**INSTRUCTIONS**
1. Duplicate everything in the URL charset passage from "Here is where" down to "URL<->resource mapping process.".
2. In the URL charset passage, what does the writer say adding a UTF-8 character mapping table would do to the server?
3. Resume the URL charset passage, picking up after its last sentence.

**QUOTED TEXT**
-.-.-

Here is where you lose me.  I have no desire to add a UTF-8 character
mapping table to our server.  An HTTP server doesn't need one -- its URLs are
either composed by computation (in which case knowing the charset is not
possible) or by derivation from the filesystem (in which case it will use
whatever charset the filesystem uses, and in any case has no way of
determining whether or not that charset is UTF-8).  The server doesn't care
and should not care.  It is therefore inappropriate to suggest that it should
add such a table when doing so would only bloat the server and slow-down
the URL<->resource mapping process.

>>    Data corresponding to excluded characters must be escaped in order
>>    to be properly represented within a URL.  However, there do exist
>>    some systems that allow characters from the "unwise" and "national"
>>    sets to be used in URL references (section 3); a robust
>>    implementation should be prepared to handle those characters when
>>    it is possible to do so.

-.-.-

Excerpts of pointing data:

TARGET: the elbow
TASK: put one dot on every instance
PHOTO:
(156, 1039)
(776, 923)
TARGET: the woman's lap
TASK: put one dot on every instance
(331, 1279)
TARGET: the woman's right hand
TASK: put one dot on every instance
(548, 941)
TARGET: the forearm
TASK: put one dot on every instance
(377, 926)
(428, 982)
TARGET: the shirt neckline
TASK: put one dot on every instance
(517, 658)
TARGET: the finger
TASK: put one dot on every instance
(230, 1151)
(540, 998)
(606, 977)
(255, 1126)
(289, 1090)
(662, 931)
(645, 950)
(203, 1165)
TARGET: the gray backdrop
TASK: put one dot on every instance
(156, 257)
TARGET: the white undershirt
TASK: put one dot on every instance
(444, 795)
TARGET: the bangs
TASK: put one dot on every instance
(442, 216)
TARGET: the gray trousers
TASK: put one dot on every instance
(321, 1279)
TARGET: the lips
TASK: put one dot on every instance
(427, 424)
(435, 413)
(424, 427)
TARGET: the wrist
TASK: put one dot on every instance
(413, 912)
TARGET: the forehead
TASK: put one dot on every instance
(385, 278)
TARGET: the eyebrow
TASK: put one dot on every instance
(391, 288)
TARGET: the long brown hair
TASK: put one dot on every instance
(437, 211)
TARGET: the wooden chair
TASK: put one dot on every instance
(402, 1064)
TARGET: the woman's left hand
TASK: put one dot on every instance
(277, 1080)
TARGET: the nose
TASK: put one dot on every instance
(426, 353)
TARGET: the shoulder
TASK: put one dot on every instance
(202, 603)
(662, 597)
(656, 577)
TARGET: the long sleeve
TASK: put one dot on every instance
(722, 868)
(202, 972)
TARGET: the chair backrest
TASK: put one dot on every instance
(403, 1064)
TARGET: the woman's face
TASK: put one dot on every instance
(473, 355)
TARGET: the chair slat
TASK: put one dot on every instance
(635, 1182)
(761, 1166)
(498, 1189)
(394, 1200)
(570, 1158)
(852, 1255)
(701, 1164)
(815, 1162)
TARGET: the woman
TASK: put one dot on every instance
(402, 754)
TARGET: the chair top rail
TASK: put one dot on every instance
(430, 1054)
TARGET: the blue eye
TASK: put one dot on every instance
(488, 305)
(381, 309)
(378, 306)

-.-.-

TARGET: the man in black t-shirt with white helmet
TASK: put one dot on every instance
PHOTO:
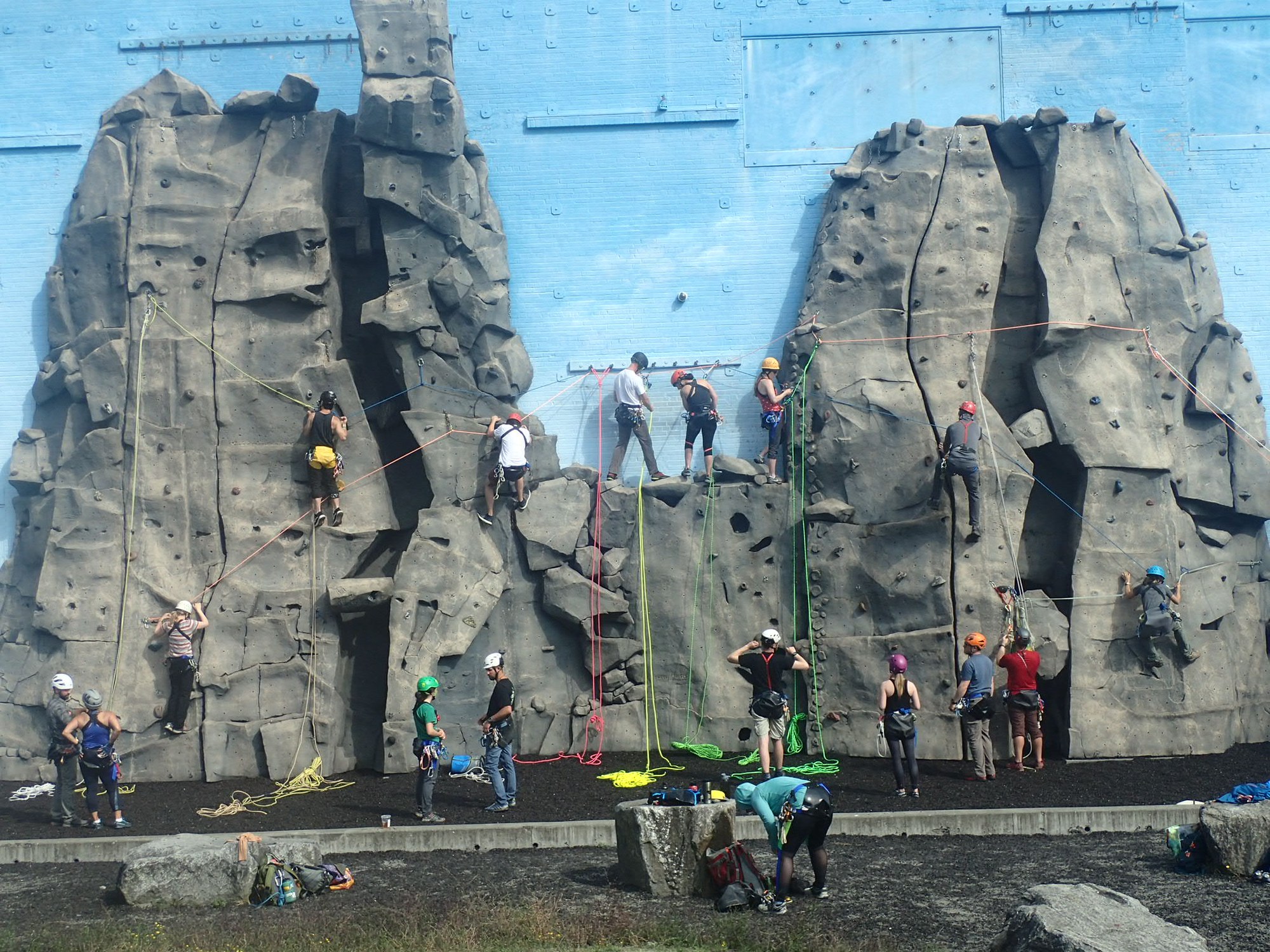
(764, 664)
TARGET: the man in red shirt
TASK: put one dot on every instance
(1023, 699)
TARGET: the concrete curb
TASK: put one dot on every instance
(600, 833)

-.-.-

**EXPECTED OUTPUTS**
1.
Here is where you lose me.  I have no desire to add a UTF-8 character
mapping table to our server.  An HTTP server doesn't need one -- its URLs are
either composed by computation (in which case knowing the charset is not
possible) or by derivation from the filesystem (in which case it will use
whatever charset the filesystem uses, and in any case has no way of
determining whether or not that charset is UTF-8).  The server doesn't care
and should not care.  It is therefore inappropriate to suggest that it should
add such a table when doing so would only bloat the server and slow-down
the URL<->resource mapping process.

2. It would only bloat the server and slow down the URL<->resource mapping process.

3.
>
>Change to:
>
>There exist some systems that allow characters/octets from the
>"unwise" and "others" sets to be used in URL references (section 3).
>Until a uniform representation for characters within URLs is firmly
>established, such practice is not stable with respect to transcoding
>and therefore should be avoided.
>However, robust implementations should be prepared to handle those
>octet values when it is possible to do so.

No thanks -- the existing paragraph is far better.  Transcoding is
not an issue unless they are already violating the specification,
in which case they are prepared to suffer the consequences.
The purpose of the paragraph is to prevent an implementer from
interpreting the spec too literally and crashing on a non-urlc
character.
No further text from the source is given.